Exercise objective >> From the records below, set down exactly the lines starting with the line that contains "Target: yellow fire helmet" and going on through the line that contains "Target: orange flame". Nothing else is wanted.

Point localization data:
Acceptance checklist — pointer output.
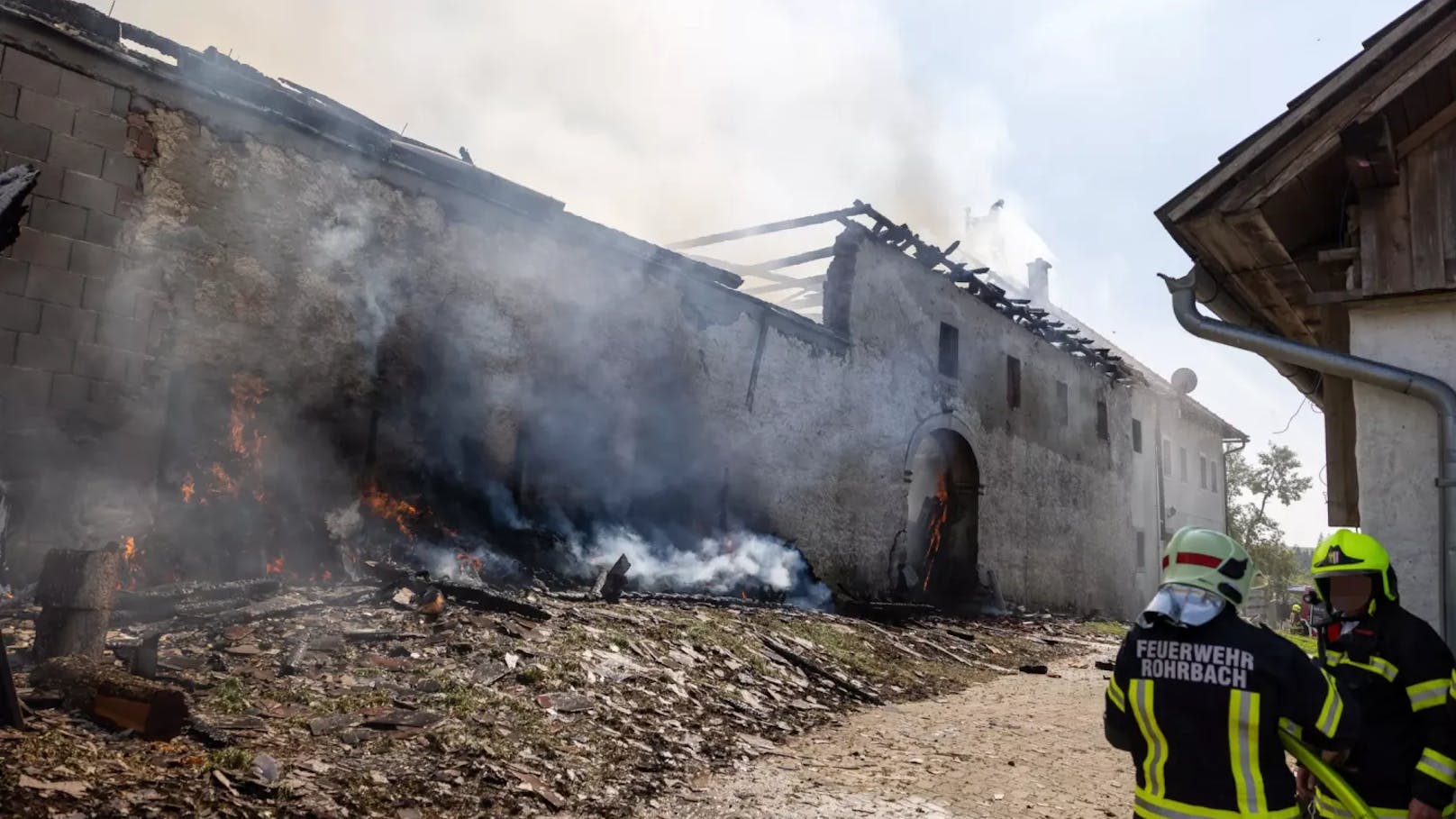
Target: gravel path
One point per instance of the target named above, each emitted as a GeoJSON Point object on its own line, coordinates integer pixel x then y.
{"type": "Point", "coordinates": [1018, 746]}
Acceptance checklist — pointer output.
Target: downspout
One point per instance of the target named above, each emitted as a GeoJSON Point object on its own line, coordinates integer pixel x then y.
{"type": "Point", "coordinates": [1418, 385]}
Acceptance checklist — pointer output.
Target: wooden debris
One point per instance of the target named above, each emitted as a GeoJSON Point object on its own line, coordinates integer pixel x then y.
{"type": "Point", "coordinates": [114, 696]}
{"type": "Point", "coordinates": [817, 669]}
{"type": "Point", "coordinates": [293, 658]}
{"type": "Point", "coordinates": [276, 606]}
{"type": "Point", "coordinates": [612, 580]}
{"type": "Point", "coordinates": [76, 594]}
{"type": "Point", "coordinates": [9, 701]}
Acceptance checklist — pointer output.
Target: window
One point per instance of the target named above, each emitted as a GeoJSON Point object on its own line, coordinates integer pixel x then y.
{"type": "Point", "coordinates": [1012, 382]}
{"type": "Point", "coordinates": [950, 351]}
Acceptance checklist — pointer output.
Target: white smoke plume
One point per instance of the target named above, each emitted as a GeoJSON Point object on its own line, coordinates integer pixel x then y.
{"type": "Point", "coordinates": [718, 566]}
{"type": "Point", "coordinates": [660, 118]}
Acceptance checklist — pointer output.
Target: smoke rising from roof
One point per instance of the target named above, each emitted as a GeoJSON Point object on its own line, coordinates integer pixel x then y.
{"type": "Point", "coordinates": [660, 118]}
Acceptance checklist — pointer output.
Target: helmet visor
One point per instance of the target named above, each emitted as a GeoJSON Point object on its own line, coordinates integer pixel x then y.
{"type": "Point", "coordinates": [1350, 594]}
{"type": "Point", "coordinates": [1183, 605]}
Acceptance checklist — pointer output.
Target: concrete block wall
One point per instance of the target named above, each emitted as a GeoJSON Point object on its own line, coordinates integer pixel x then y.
{"type": "Point", "coordinates": [73, 335]}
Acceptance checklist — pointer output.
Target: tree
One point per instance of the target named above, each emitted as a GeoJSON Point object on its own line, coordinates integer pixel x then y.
{"type": "Point", "coordinates": [1274, 477]}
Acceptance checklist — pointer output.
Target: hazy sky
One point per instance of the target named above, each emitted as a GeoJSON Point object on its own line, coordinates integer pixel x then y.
{"type": "Point", "coordinates": [676, 117]}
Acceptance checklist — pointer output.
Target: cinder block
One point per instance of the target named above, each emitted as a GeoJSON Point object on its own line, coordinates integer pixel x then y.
{"type": "Point", "coordinates": [23, 388]}
{"type": "Point", "coordinates": [121, 169]}
{"type": "Point", "coordinates": [54, 286]}
{"type": "Point", "coordinates": [68, 392]}
{"type": "Point", "coordinates": [102, 129]}
{"type": "Point", "coordinates": [40, 248]}
{"type": "Point", "coordinates": [87, 191]}
{"type": "Point", "coordinates": [68, 323]}
{"type": "Point", "coordinates": [110, 296]}
{"type": "Point", "coordinates": [94, 259]}
{"type": "Point", "coordinates": [9, 98]}
{"type": "Point", "coordinates": [44, 353]}
{"type": "Point", "coordinates": [121, 103]}
{"type": "Point", "coordinates": [19, 314]}
{"type": "Point", "coordinates": [86, 92]}
{"type": "Point", "coordinates": [25, 139]}
{"type": "Point", "coordinates": [96, 361]}
{"type": "Point", "coordinates": [50, 181]}
{"type": "Point", "coordinates": [136, 369]}
{"type": "Point", "coordinates": [104, 229]}
{"type": "Point", "coordinates": [68, 152]}
{"type": "Point", "coordinates": [57, 217]}
{"type": "Point", "coordinates": [12, 276]}
{"type": "Point", "coordinates": [121, 332]}
{"type": "Point", "coordinates": [31, 72]}
{"type": "Point", "coordinates": [47, 111]}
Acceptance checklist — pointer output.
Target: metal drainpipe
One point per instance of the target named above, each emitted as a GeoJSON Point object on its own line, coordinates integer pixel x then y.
{"type": "Point", "coordinates": [1418, 385]}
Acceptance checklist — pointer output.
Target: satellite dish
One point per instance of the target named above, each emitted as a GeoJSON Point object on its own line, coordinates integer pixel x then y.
{"type": "Point", "coordinates": [1184, 380]}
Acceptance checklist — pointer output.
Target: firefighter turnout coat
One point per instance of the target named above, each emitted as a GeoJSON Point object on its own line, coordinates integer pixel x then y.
{"type": "Point", "coordinates": [1398, 670]}
{"type": "Point", "coordinates": [1198, 708]}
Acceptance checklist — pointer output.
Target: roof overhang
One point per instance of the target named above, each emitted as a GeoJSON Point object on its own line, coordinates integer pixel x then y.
{"type": "Point", "coordinates": [1269, 222]}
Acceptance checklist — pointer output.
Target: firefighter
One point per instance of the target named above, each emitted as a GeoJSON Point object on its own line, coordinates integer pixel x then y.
{"type": "Point", "coordinates": [1398, 670]}
{"type": "Point", "coordinates": [1198, 694]}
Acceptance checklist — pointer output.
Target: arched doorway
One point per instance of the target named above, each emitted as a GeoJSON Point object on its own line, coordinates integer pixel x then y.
{"type": "Point", "coordinates": [941, 547]}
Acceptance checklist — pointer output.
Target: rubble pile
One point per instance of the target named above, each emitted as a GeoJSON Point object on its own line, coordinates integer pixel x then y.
{"type": "Point", "coordinates": [366, 700]}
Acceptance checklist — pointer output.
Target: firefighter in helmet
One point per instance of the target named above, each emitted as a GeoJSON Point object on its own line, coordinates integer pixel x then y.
{"type": "Point", "coordinates": [1198, 694]}
{"type": "Point", "coordinates": [1398, 670]}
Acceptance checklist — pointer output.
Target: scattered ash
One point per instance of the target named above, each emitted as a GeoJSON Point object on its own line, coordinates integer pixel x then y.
{"type": "Point", "coordinates": [363, 705]}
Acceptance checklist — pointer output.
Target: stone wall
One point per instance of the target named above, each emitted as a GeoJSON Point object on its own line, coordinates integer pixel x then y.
{"type": "Point", "coordinates": [181, 240]}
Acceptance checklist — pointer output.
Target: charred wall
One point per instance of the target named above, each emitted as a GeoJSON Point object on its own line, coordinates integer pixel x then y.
{"type": "Point", "coordinates": [296, 315]}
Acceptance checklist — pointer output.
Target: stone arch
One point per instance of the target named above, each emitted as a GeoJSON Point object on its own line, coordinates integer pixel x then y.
{"type": "Point", "coordinates": [938, 556]}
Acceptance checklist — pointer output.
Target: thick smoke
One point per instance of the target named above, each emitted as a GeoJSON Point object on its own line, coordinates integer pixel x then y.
{"type": "Point", "coordinates": [660, 118]}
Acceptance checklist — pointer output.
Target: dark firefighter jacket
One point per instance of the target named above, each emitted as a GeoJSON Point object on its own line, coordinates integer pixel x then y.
{"type": "Point", "coordinates": [1398, 670]}
{"type": "Point", "coordinates": [1200, 707]}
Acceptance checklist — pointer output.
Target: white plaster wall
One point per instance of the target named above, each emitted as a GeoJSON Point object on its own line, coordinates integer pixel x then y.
{"type": "Point", "coordinates": [1395, 441]}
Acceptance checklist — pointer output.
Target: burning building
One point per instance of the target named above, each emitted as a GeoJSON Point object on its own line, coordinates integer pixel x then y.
{"type": "Point", "coordinates": [248, 331]}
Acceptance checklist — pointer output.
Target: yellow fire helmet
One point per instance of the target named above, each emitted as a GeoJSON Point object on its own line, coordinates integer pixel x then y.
{"type": "Point", "coordinates": [1353, 552]}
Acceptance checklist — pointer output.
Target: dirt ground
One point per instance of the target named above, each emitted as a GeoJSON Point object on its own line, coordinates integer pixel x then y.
{"type": "Point", "coordinates": [1018, 746]}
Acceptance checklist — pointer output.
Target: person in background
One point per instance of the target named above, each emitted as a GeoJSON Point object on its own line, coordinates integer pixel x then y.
{"type": "Point", "coordinates": [1198, 696]}
{"type": "Point", "coordinates": [1398, 670]}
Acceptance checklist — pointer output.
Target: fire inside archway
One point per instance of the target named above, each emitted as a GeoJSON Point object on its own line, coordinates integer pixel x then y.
{"type": "Point", "coordinates": [943, 509]}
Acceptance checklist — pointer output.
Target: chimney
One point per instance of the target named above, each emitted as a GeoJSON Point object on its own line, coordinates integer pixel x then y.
{"type": "Point", "coordinates": [1039, 281]}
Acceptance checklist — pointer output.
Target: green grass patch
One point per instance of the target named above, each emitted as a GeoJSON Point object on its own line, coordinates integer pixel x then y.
{"type": "Point", "coordinates": [1306, 644]}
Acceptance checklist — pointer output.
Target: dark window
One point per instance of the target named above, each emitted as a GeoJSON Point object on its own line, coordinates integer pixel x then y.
{"type": "Point", "coordinates": [1012, 382]}
{"type": "Point", "coordinates": [950, 351]}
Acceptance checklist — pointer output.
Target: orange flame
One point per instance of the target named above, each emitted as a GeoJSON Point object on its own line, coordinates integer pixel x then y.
{"type": "Point", "coordinates": [390, 509]}
{"type": "Point", "coordinates": [223, 483]}
{"type": "Point", "coordinates": [248, 394]}
{"type": "Point", "coordinates": [942, 496]}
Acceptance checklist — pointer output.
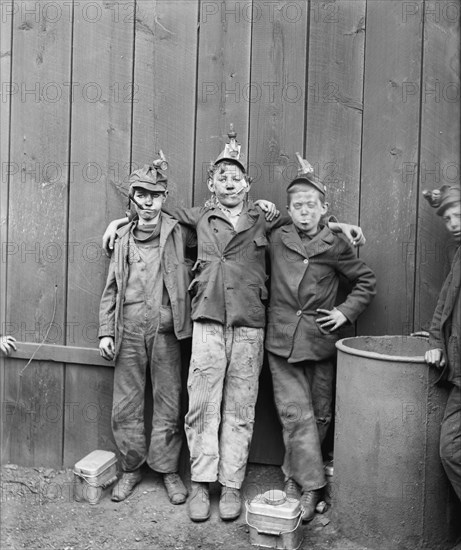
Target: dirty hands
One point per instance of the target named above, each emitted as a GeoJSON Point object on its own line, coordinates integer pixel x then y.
{"type": "Point", "coordinates": [353, 233]}
{"type": "Point", "coordinates": [7, 344]}
{"type": "Point", "coordinates": [435, 358]}
{"type": "Point", "coordinates": [108, 238]}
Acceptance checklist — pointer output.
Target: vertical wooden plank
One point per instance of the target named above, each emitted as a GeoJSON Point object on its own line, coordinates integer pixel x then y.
{"type": "Point", "coordinates": [100, 158]}
{"type": "Point", "coordinates": [440, 147]}
{"type": "Point", "coordinates": [276, 97]}
{"type": "Point", "coordinates": [6, 23]}
{"type": "Point", "coordinates": [37, 229]}
{"type": "Point", "coordinates": [165, 76]}
{"type": "Point", "coordinates": [223, 83]}
{"type": "Point", "coordinates": [390, 138]}
{"type": "Point", "coordinates": [335, 102]}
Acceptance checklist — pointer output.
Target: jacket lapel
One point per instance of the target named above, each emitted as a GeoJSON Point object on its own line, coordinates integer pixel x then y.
{"type": "Point", "coordinates": [292, 240]}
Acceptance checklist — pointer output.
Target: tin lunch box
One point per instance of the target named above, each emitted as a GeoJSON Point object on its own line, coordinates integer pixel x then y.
{"type": "Point", "coordinates": [275, 521]}
{"type": "Point", "coordinates": [93, 476]}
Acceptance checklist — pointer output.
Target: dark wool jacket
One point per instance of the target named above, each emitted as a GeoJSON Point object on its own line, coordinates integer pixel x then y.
{"type": "Point", "coordinates": [292, 331]}
{"type": "Point", "coordinates": [177, 275]}
{"type": "Point", "coordinates": [444, 332]}
{"type": "Point", "coordinates": [230, 272]}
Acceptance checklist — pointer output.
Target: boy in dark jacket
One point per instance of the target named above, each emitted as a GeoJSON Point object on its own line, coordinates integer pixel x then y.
{"type": "Point", "coordinates": [306, 261]}
{"type": "Point", "coordinates": [445, 336]}
{"type": "Point", "coordinates": [144, 313]}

Task output >>
Target: yellow fire helmet
One point per instance of the target named above, each emitted as a GeoJSON Point object on its own line, coordinates integer pixel x then y.
{"type": "Point", "coordinates": [1353, 552]}
Acceptance checklist — pointer output.
Target: dirt ground
One point per instance of the target named above, each emitted as a GeoJSON Point object on its own line, coordinates integer pixel x then y.
{"type": "Point", "coordinates": [1018, 746]}
Acceptance checklist — pointer output.
Target: person in background
One point per instance of the target named above, each emitted as a GeoJSON Point object on its own line, coordinates integer pixel x then y.
{"type": "Point", "coordinates": [1198, 696]}
{"type": "Point", "coordinates": [1398, 670]}
Acceptance checklist — pointer output.
Target: fire inside archway
One point per instance of the target named above, each emitted as a GeoJSON Point object on its own line, coordinates integer pixel x then y.
{"type": "Point", "coordinates": [943, 509]}
Acceptance checklist — pointer output.
Target: chimney
One point per instance of the target named above, each emitted as a GeoJSON Point object on its own line, coordinates integer pixel x then y.
{"type": "Point", "coordinates": [1039, 281]}
Acceptance checklist — pointer output.
Target: green grass patch
One point per instance of the target named above, each emitted as a GeoJSON Point object on its own line, coordinates integer pixel x then y.
{"type": "Point", "coordinates": [1306, 644]}
Acceptance checklist — pointer output.
Target: dark window
One point per instance of the target named above, each emitted as a GeoJSON Point object on its own line, coordinates integer pixel x then y.
{"type": "Point", "coordinates": [1012, 382]}
{"type": "Point", "coordinates": [950, 351]}
Acceptance checklist — pointer output.
Target: orange flame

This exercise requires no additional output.